## Start Source records

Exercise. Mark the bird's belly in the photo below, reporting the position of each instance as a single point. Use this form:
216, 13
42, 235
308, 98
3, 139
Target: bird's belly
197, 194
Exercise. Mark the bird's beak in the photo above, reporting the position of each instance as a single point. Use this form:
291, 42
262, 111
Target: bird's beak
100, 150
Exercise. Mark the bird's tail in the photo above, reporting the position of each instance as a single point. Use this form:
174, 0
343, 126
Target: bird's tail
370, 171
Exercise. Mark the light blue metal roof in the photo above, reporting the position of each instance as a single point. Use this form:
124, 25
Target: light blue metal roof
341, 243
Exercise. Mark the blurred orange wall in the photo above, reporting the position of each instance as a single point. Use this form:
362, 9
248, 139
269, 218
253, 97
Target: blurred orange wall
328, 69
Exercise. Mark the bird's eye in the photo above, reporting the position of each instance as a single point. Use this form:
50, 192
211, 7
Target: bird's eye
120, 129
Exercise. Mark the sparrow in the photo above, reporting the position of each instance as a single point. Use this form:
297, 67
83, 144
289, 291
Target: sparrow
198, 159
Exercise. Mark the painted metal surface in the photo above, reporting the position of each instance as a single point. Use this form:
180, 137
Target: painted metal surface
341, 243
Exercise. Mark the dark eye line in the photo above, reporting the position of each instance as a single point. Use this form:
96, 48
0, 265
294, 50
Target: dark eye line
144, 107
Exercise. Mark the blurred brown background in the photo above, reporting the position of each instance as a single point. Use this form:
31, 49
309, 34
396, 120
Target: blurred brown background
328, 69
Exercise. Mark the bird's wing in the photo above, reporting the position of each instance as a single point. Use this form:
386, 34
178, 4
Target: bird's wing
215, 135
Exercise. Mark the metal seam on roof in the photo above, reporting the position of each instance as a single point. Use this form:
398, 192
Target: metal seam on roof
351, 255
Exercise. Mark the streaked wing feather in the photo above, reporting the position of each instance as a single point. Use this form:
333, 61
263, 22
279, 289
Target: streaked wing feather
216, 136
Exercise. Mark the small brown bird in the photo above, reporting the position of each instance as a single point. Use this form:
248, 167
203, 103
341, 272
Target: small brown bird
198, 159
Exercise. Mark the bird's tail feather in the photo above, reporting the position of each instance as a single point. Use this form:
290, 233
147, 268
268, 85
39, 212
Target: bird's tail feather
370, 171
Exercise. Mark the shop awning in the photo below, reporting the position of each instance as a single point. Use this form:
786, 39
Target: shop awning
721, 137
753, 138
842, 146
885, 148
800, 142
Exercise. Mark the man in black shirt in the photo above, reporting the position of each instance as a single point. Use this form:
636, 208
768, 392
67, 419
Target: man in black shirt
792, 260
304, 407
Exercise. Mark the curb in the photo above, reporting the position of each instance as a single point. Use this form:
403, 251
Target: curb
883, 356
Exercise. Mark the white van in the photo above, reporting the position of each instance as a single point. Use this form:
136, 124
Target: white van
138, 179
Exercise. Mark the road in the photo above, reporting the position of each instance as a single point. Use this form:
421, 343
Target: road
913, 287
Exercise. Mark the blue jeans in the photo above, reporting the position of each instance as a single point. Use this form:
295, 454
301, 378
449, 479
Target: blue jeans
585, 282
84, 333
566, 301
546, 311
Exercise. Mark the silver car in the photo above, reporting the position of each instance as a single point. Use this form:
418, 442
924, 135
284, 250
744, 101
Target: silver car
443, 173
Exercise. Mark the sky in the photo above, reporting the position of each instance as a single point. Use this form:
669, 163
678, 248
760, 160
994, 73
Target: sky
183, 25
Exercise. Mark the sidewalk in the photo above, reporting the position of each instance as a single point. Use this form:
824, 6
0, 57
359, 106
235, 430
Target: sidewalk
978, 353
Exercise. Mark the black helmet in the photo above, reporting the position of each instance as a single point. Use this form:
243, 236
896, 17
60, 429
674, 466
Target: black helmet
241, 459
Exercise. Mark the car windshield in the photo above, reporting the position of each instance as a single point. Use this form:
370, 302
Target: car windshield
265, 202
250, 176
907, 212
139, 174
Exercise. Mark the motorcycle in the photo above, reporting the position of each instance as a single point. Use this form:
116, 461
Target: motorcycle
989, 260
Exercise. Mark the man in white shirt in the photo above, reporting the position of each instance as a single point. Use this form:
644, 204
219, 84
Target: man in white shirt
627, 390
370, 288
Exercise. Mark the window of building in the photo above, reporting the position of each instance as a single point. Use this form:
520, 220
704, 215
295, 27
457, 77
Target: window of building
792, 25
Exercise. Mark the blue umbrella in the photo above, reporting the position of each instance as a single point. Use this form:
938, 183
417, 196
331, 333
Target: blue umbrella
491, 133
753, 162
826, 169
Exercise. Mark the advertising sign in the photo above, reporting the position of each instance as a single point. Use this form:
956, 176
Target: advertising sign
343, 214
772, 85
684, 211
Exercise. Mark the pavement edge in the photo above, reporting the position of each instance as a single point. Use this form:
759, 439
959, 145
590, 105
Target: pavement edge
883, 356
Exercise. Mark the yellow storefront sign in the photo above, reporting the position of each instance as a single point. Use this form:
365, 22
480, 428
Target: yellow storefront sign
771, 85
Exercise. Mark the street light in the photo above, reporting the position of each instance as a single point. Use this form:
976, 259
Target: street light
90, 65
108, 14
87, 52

## End Source records
## Start Source records

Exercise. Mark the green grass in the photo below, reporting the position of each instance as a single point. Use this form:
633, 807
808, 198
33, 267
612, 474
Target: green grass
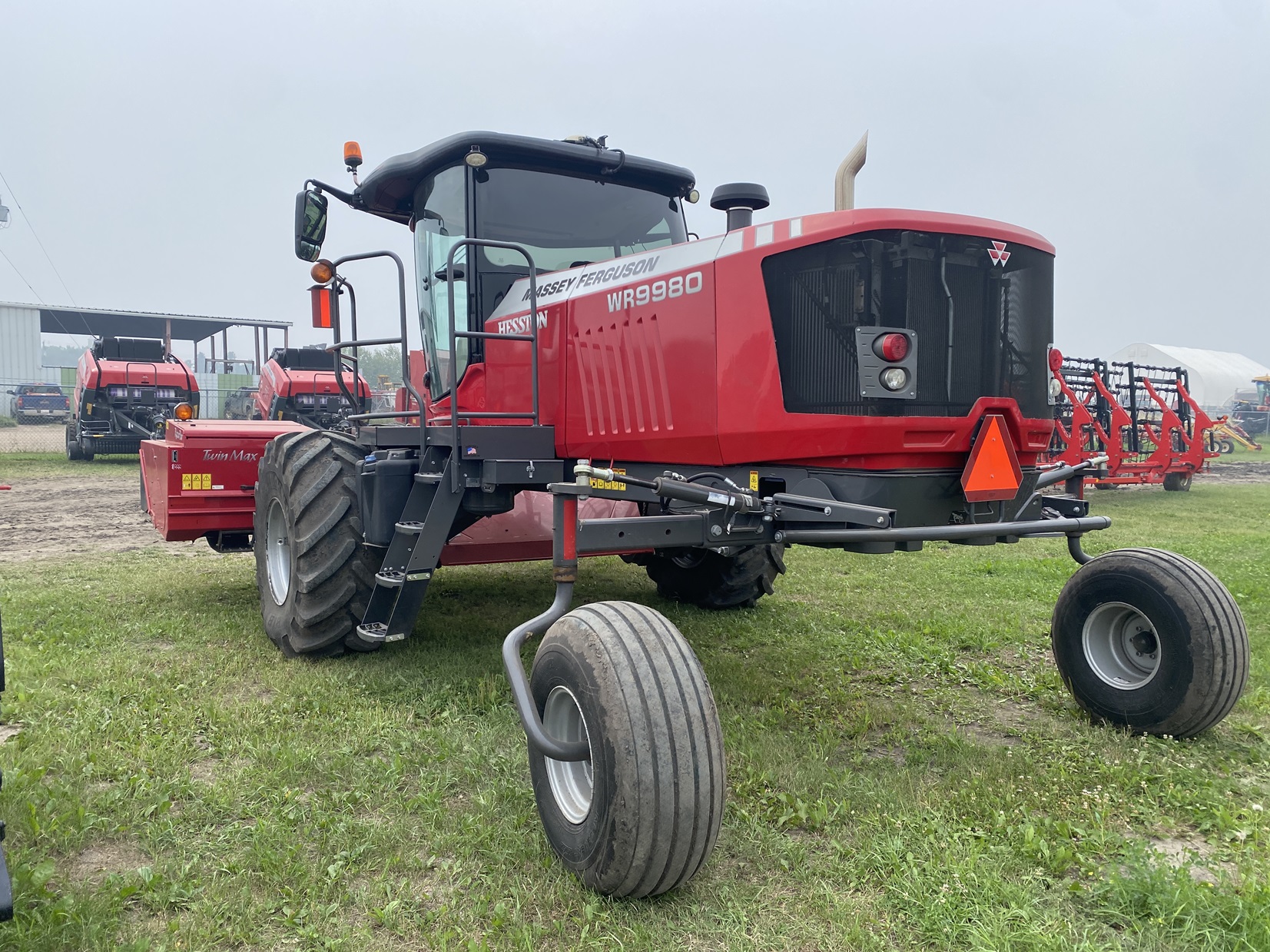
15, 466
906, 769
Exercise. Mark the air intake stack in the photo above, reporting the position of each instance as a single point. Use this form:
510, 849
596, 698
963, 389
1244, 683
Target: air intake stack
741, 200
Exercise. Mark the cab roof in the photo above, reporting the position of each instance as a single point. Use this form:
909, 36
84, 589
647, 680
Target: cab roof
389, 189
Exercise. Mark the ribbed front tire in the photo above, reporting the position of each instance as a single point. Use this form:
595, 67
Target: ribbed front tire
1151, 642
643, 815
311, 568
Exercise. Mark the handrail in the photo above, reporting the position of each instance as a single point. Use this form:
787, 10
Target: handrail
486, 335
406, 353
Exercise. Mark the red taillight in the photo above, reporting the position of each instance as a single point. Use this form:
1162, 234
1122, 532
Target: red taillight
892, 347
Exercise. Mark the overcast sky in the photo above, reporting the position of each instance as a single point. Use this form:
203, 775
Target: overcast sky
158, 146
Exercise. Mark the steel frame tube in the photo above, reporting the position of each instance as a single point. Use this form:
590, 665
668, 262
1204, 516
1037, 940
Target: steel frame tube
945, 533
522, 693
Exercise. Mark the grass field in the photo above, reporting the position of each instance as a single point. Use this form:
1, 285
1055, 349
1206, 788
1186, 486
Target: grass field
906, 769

## End Source records
## Start Source records

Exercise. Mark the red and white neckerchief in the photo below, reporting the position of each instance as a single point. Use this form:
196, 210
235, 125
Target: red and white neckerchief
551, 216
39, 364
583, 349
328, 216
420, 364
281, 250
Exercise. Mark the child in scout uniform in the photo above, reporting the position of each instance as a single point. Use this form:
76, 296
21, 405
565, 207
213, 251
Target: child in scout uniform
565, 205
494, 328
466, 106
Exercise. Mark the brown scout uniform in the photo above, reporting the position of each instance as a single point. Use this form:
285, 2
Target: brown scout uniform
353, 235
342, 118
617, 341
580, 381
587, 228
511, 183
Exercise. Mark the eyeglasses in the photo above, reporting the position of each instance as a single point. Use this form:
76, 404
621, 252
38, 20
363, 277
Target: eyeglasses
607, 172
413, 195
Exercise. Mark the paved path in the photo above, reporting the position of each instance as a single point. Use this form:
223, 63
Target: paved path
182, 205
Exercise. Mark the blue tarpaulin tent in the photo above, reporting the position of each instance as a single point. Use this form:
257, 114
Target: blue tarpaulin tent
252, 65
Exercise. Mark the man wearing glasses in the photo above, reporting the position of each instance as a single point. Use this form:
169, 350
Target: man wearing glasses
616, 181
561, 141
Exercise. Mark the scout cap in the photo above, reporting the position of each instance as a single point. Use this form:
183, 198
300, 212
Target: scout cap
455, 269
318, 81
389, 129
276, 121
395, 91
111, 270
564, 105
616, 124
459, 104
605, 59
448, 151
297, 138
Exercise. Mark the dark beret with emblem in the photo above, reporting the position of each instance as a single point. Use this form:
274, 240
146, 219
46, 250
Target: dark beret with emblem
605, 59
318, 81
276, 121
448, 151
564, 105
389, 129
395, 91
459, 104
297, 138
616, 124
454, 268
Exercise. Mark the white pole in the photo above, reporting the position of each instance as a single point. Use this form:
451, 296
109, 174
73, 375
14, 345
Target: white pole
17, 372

## End Source records

- _The request_
Filter the records above, keeping every line that contains the word "tire", and copy those lines as they appear.

- _Exercise answer_
Exercise. Mark the ribbed front tire in the photo above, reporting the position of each instance as a single point. Use this form:
Target: ribbed front tire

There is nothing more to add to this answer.